BEGIN Records for this task

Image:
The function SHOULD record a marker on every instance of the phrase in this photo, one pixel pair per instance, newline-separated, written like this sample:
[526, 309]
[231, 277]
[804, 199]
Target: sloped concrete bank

END Records for this task

▶ _What needs to be done_
Retype the records above line for line, keeping every character unchanged.

▶ _Solution to this exercise_
Image:
The function SHOULD record a marker on every instance of the phrase in this photo, one pixel pair per instance, newline-separated, written like this sample:
[526, 309]
[231, 277]
[804, 199]
Target: sloped concrete bank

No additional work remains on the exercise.